§ **Work to be completed**
List each line of the listing below that contains the word "joshua". Case counts.

[Dataset items]
────────

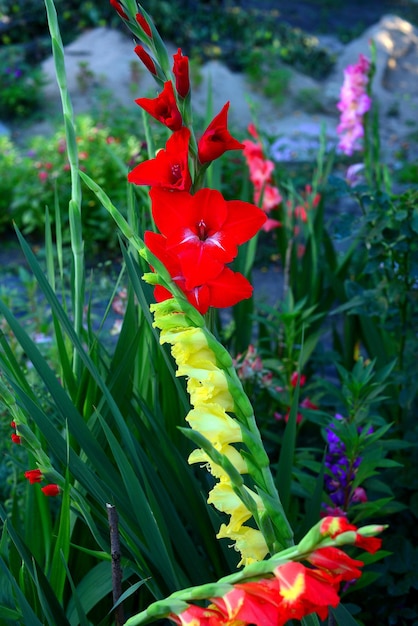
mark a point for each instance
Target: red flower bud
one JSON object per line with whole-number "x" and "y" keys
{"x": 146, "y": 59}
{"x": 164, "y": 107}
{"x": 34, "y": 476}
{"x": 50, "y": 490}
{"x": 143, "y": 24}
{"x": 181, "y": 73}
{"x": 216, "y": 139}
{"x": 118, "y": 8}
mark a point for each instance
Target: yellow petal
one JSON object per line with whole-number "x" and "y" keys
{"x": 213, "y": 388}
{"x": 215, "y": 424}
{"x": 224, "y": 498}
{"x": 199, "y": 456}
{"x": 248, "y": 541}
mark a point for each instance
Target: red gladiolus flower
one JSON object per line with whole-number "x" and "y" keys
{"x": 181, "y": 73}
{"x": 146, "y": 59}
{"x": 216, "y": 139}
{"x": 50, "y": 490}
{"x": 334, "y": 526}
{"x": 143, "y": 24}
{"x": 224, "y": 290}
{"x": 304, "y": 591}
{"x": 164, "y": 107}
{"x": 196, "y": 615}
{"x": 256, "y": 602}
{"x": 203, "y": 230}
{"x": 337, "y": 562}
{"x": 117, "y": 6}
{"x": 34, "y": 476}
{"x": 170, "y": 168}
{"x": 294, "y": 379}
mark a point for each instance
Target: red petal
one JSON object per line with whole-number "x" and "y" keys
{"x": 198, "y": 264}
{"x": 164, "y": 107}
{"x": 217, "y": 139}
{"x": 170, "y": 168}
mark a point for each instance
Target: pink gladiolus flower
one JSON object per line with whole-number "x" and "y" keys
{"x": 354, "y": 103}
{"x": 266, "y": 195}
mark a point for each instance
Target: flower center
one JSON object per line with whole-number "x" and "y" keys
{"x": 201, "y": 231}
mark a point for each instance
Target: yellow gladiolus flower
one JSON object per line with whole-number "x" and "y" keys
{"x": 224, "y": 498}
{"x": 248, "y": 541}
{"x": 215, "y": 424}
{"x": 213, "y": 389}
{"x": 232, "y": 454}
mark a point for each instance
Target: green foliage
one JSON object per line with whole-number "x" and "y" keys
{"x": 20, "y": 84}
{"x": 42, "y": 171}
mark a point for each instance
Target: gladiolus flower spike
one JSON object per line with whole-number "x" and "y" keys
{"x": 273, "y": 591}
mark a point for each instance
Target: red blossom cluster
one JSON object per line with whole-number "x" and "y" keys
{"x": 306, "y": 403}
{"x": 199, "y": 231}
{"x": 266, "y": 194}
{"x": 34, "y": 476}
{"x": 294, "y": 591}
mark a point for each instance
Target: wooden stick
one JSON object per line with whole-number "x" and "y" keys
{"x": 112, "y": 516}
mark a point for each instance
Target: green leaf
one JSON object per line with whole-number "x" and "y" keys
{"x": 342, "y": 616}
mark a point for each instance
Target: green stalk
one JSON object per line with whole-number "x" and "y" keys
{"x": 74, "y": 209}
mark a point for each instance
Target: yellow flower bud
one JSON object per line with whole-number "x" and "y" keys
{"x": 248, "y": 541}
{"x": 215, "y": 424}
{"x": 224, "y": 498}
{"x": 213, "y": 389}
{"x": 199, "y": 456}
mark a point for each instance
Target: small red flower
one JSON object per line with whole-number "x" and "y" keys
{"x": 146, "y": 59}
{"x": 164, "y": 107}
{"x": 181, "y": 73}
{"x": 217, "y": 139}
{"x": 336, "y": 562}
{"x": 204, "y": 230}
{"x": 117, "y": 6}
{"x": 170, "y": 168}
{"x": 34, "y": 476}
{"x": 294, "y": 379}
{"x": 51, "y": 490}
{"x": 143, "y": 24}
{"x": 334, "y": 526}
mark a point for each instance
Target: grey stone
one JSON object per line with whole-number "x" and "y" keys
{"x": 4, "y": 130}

────────

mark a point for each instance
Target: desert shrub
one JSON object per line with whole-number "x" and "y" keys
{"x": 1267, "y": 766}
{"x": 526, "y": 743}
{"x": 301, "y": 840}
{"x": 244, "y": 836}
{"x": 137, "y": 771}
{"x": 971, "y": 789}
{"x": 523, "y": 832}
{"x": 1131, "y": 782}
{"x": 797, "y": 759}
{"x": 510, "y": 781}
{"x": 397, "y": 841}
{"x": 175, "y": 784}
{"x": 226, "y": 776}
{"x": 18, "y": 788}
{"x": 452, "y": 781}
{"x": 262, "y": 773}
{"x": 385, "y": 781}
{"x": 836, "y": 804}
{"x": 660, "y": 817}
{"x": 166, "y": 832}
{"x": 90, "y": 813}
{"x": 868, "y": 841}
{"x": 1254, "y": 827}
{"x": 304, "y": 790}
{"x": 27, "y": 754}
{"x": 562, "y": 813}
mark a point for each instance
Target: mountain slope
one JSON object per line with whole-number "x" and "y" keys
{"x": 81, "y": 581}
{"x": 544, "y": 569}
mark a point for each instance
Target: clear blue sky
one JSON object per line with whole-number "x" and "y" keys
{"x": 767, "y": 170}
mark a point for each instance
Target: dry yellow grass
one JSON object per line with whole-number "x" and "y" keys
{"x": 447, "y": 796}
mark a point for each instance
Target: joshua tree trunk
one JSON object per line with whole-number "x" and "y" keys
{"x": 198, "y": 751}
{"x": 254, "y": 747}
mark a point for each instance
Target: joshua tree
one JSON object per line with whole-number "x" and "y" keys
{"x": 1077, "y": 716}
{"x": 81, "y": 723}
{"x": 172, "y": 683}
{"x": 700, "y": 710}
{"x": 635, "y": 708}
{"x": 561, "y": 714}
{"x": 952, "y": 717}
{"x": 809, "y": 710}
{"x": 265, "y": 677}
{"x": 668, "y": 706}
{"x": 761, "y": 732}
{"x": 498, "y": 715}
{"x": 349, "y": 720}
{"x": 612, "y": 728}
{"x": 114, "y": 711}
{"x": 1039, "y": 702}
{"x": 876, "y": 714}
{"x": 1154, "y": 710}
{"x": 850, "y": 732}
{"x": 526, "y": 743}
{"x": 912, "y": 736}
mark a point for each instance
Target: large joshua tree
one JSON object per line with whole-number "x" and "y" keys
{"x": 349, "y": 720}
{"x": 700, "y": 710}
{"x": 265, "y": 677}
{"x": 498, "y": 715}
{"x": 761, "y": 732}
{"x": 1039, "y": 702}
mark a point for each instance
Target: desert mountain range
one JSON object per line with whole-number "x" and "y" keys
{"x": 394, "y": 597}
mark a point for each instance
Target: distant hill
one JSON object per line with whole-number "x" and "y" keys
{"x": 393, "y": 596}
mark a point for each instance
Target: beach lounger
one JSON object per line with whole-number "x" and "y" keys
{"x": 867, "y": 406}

────────

§ **Full answer**
Target: joshua tree trunk
Target: joshua tree
Target: large joshua tree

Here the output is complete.